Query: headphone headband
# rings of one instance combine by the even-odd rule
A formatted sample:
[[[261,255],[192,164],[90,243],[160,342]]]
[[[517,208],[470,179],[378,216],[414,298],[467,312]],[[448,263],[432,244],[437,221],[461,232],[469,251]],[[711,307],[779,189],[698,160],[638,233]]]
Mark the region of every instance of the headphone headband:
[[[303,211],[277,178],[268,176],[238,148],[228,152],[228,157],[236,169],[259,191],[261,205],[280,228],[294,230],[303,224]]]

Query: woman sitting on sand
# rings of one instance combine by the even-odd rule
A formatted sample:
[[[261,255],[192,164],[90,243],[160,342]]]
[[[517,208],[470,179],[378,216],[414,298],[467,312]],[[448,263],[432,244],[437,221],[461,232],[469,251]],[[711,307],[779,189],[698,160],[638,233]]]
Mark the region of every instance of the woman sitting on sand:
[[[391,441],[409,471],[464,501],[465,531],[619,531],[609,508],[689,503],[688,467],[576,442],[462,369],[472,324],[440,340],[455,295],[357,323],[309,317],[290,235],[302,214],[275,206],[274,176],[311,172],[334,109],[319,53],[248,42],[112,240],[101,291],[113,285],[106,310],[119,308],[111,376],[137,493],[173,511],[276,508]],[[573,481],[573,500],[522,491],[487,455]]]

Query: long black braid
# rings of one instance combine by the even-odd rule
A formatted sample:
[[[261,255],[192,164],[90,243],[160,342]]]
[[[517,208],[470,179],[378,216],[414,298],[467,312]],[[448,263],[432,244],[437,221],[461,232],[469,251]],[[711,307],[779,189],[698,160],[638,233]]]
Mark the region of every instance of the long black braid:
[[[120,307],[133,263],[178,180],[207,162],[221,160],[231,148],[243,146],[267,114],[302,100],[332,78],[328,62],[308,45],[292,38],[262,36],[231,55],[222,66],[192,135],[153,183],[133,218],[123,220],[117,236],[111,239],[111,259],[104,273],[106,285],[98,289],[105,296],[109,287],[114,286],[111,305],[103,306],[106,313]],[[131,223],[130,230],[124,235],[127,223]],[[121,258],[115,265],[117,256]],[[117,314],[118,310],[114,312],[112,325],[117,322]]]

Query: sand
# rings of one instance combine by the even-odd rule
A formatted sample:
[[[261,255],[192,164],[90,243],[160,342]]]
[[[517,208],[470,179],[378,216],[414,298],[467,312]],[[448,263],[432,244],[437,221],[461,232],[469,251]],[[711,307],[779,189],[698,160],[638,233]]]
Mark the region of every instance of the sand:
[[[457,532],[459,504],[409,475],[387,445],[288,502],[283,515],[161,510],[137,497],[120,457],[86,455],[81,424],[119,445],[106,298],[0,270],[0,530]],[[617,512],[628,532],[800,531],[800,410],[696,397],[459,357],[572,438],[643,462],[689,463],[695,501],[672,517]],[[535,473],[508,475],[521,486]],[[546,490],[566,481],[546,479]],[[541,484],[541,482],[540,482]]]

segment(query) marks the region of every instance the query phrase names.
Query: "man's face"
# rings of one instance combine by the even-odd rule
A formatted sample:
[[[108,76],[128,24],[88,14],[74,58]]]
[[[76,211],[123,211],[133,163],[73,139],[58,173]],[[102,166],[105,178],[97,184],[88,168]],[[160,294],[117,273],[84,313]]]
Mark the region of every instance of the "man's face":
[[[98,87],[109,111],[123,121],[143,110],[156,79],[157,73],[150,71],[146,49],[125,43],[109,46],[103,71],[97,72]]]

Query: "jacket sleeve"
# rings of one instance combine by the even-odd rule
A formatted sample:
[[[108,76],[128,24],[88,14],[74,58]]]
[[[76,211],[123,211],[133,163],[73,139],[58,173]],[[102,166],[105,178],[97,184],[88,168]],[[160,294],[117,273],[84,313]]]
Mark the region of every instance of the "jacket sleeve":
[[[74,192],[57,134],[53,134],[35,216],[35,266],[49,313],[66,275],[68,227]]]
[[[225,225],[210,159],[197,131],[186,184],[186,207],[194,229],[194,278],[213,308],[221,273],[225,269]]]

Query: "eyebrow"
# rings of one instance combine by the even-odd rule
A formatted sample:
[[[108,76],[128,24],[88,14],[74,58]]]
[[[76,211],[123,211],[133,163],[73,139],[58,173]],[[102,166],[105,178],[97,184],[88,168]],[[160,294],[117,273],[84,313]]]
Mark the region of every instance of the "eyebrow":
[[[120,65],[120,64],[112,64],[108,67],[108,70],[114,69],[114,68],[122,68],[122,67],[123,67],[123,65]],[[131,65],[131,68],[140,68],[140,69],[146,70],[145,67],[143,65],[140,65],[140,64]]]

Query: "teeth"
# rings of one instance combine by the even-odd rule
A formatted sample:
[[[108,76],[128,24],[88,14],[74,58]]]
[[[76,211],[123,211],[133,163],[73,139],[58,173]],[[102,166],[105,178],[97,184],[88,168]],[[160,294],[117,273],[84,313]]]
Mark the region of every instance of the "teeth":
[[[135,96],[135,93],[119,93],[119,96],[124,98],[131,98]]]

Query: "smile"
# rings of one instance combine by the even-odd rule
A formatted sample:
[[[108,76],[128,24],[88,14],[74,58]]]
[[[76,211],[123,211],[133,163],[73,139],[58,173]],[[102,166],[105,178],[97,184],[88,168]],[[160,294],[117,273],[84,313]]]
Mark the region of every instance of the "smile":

============================================================

EXERCISE BRIEF:
All that is needed is the material, repeated exactly.

SOLUTION TO THIS TASK:
Query: headphone headband
# rings of one instance combine by the even-odd rule
A formatted sample:
[[[261,255],[192,164],[90,243],[160,342]]]
[[[517,208],[470,179],[378,216],[414,298],[467,312]],[[448,263],[432,244],[437,221],[461,232],[469,251]],[[711,307],[779,189],[698,160],[638,233]]]
Mark the region of every instance of the headphone headband:
[[[303,211],[277,178],[268,176],[238,148],[228,152],[228,157],[236,169],[259,191],[261,205],[280,228],[294,230],[303,224]]]

Query: woman sitting on sand
# rings of one instance combine by the even-odd rule
A formatted sample:
[[[261,255],[192,164],[90,243],[160,342]]]
[[[517,208],[470,179],[378,216],[414,298],[467,312]],[[448,263],[432,244],[437,221],[461,232],[469,251]],[[711,307],[779,189],[698,160],[638,233]]]
Mark the region of every instance of the woman sitting on sand:
[[[391,441],[409,471],[464,501],[465,531],[619,531],[609,508],[689,503],[688,467],[576,442],[462,369],[472,324],[440,340],[455,295],[357,323],[309,317],[290,235],[302,214],[275,206],[274,176],[311,172],[334,109],[319,53],[248,42],[112,240],[101,291],[113,285],[106,310],[119,308],[111,376],[137,493],[173,511],[276,508]],[[573,481],[573,500],[522,491],[487,455]]]

Query: long black braid
# rings of one instance combine by the even-odd rule
A formatted sample:
[[[261,255],[192,164],[90,243],[160,342]]]
[[[517,208],[470,179],[378,216],[414,298],[467,312]],[[448,263],[432,244],[437,221],[461,232],[469,251]],[[711,307],[779,189],[698,160],[638,233]]]
Mark the region of every instance of the long black braid:
[[[120,307],[133,263],[178,180],[207,162],[221,160],[231,148],[243,146],[267,114],[302,100],[332,78],[328,62],[308,45],[292,38],[262,36],[231,55],[222,66],[192,135],[153,183],[133,218],[123,220],[117,236],[111,239],[111,259],[104,273],[106,285],[98,289],[105,296],[109,287],[114,286],[111,305],[103,306],[106,313]],[[131,223],[130,230],[124,235],[127,223]],[[121,258],[115,265],[117,256]],[[117,314],[118,310],[114,312],[112,325],[117,322]]]

Query: sand
# rings of one instance combine by the even-odd rule
A formatted sample:
[[[261,255],[192,164],[90,243],[160,342]]]
[[[517,208],[470,179],[378,216],[414,298],[467,312]],[[448,263],[432,244],[437,221],[461,232],[469,251]],[[711,307],[779,189],[698,160],[638,233]]]
Mark the region of every instance of the sand:
[[[457,532],[459,504],[409,475],[387,445],[288,502],[283,515],[161,510],[137,497],[120,457],[86,455],[81,424],[119,445],[106,298],[0,270],[0,530]],[[617,512],[628,532],[800,531],[800,410],[696,397],[459,357],[572,438],[643,462],[689,463],[695,501],[672,517]],[[535,473],[508,475],[521,486]],[[546,490],[566,481],[546,479]],[[541,484],[541,482],[540,482]]]

segment(query) marks the region of every instance the query phrase names.
Query: "man's face"
# rings of one instance combine by the even-odd rule
A formatted sample:
[[[108,76],[128,24],[88,14],[74,58]]]
[[[76,211],[123,211],[133,163],[73,139],[58,173]],[[102,166],[105,178],[97,184],[88,168]],[[160,294],[117,273],[84,313]]]
Mark the region of every instance of the "man's face":
[[[98,87],[109,111],[123,121],[143,110],[156,79],[157,73],[150,71],[146,49],[125,43],[109,46],[103,71],[97,72]]]

Query: "jacket sleeve"
# rings of one instance combine by the even-odd rule
A formatted sample:
[[[108,76],[128,24],[88,14],[74,58]]]
[[[76,211],[123,211],[133,163],[73,139],[58,173]],[[102,166],[105,178],[97,184],[88,168]],[[160,294],[117,273],[84,313]]]
Mark the region of every instance of the "jacket sleeve":
[[[74,192],[57,134],[53,134],[35,216],[35,266],[49,313],[66,275],[68,227]]]
[[[225,225],[210,159],[197,131],[186,184],[186,207],[194,229],[194,278],[213,308],[221,273],[225,269]]]

Query: "eyebrow"
# rings of one instance combine by the even-odd rule
A formatted sample:
[[[108,76],[128,24],[88,14],[74,58]]]
[[[76,211],[123,211],[133,163],[73,139],[58,173]],[[102,166],[105,178],[97,184],[88,168]],[[160,294],[117,273],[84,313]]]
Mark the region of every instance of the "eyebrow":
[[[120,65],[120,64],[112,64],[108,67],[108,70],[114,69],[114,68],[122,68],[122,67],[123,67],[123,65]],[[131,65],[131,68],[140,68],[140,69],[146,70],[145,67],[143,65],[140,65],[140,64]]]

Query: "teeth"
# rings of one instance combine by the even-odd rule
A formatted sample:
[[[108,76],[128,24],[88,14],[74,58]]]
[[[76,211],[123,211],[133,163],[73,139],[58,173]],[[102,166],[105,178],[97,184],[88,168]],[[160,294],[117,273],[84,313]]]
Mark the region of every instance of the "teeth":
[[[135,96],[135,93],[119,93],[119,96],[124,98],[131,98]]]

Query: "smile"
# rings of one instance combine by the even-odd rule
A formatted sample:
[[[108,76],[128,24],[88,14],[74,58]]]
[[[76,211],[123,211],[133,163],[73,139],[58,173]],[[102,166],[105,178],[97,184],[88,168]],[[160,294],[117,273],[84,313]]]
Mark the region of every instance of the "smile":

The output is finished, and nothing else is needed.